▶ REQUIREMENTS:
A) Reproduce, word for word, the part of the passage on virtual trust levels that opens with the words containing "Kernel code integrity –" and closes with "and the VSM.".
B) According to the passage on virtual trust levels, what creates and manages the VTLs, and when?

## Start EXCERPT TO READ

It operates based on virtual trust levels (VTLs). Kind of like user/kernel mode for the hypervisor. Two levels now but the design allows for future scalability. The higher the number, the higher the level of protection. The higher levels control access privileges for lower levels.

VTL 0: “normal world”
VTL 1: “secure world”

VTLs provide memory isolation and are created/managed by the hypervisor at the time of page translation. VTLs cannot be changed by the management OS.

Inside the VSM, trustlets execute on the SKERNEL. No third party code is allowed. Three major (but not all) components are:

Local Security Authority Sub System (LSASS) – credentials isolation, defeating “pass the hash”
Kernel code integrity – moving the kernel code integrity checks into the VSM
vTPM – provides a synthetic TPM device to guest VMs, enabling guest disk encryption

There is a super small kernel, meaning there’s a tiny attack surface. The hypervisor is in control of transitions/interactions between the management OS and the VSM.

## End EXCERPT TO READ
## Start STORED RECORDS

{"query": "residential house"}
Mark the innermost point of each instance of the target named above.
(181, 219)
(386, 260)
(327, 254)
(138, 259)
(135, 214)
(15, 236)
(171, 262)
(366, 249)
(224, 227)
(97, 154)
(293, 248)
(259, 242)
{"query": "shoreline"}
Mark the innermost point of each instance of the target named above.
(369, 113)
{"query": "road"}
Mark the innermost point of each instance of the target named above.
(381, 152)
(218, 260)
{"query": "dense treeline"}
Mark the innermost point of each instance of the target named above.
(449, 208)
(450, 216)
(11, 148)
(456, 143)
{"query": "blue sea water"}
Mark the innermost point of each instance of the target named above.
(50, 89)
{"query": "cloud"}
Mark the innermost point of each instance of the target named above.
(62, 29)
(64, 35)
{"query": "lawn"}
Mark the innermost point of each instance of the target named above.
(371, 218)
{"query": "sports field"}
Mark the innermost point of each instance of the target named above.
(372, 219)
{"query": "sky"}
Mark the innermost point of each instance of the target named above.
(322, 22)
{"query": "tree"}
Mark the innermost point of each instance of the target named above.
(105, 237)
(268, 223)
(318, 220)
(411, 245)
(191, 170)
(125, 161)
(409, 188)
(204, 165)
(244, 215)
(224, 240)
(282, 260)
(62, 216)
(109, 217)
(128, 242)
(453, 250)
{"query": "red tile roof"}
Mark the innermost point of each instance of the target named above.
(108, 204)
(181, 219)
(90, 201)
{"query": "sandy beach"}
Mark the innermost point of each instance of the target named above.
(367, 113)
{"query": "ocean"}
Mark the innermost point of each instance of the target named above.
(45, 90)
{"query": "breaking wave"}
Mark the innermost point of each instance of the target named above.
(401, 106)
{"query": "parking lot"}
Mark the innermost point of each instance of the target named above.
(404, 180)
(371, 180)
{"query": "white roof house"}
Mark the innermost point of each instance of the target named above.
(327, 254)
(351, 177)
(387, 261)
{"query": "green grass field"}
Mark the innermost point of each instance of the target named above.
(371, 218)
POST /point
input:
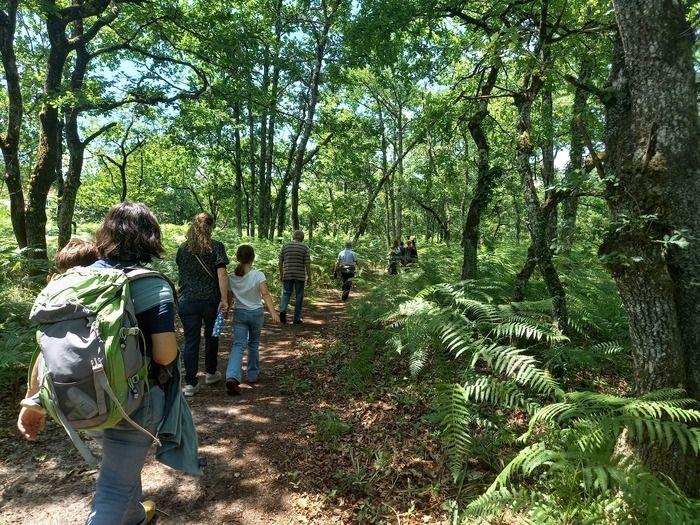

## End STORED RECORDS

▶ EXERCISE SOLUTIONS:
A)
Kernel code integrity – moving the kernel code integrity checks into the VSM
vTPM – provides a synthetic TPM device to guest VMs, enabling guest disk encryption

There is a super small kernel, meaning there’s a tiny attack surface. The hypervisor is in control of transitions/interactions between the management OS and the VSM.

B) The hypervisor creates and manages them at the time of page translation.